Extrahierter Text:
------------------------------------

Bei der Gespenstkrabbe Inachus phalangium, die im westlichen Mittelmeer lebt, greifen die Weibchen zwecks Versorgung der Eier offenbar regelmäßig auf derartige Geschenke zurück. Möglich wird das, weil sie gleich mehrfach mit verschiedenen Männchen kopulieren und deren Sperma-Pakete dann fein säuberlich übereinander gestapelt im „Receptaculum seminis“, einem den Geschlechtsgängen benachbarten Speicherorgan, einlagern. Während sie sich zur Befruchtung der Eier stets nur beim zuletzt deponierten – und damit den Eiern am nächsten gelegenen – Spermapaket bedienen, werden die übrigen zuvor von den Freiern zugestellten Präsentpakete resorbiert und die eiweißreiche Substanz – reichlich zweckentfremdet – zum Aufbau der zu befruchtenden Eier verwendet.

------------------------------------

(Einträge aus einer Datensammlung)
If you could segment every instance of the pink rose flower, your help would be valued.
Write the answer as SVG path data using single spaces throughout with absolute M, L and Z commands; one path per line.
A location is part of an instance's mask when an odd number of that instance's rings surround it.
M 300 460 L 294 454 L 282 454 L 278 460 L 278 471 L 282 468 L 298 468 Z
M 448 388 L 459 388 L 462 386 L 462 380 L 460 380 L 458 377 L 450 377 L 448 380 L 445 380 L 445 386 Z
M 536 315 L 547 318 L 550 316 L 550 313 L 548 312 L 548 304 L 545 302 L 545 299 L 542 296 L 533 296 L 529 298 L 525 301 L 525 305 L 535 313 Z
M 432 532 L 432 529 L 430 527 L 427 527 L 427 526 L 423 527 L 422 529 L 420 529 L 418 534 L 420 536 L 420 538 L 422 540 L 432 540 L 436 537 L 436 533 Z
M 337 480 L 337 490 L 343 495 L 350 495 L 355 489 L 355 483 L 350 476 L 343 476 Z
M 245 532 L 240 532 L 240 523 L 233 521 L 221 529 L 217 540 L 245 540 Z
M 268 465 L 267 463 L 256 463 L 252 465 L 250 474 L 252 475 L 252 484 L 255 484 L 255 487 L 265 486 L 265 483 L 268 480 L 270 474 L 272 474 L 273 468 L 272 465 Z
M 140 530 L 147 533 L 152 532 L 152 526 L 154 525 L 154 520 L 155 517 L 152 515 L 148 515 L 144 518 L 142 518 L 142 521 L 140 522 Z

------------------------------------

Ziel der Aufgabe: Welches Spermapaket verwenden die Weibchen laut dem Text zur Gespenstkrabbe zur Befruchtung der Eier?

Ergebnis der Übung: Stets nur das zuletzt deponierte Spermapaket, das den Eiern am nächsten liegt.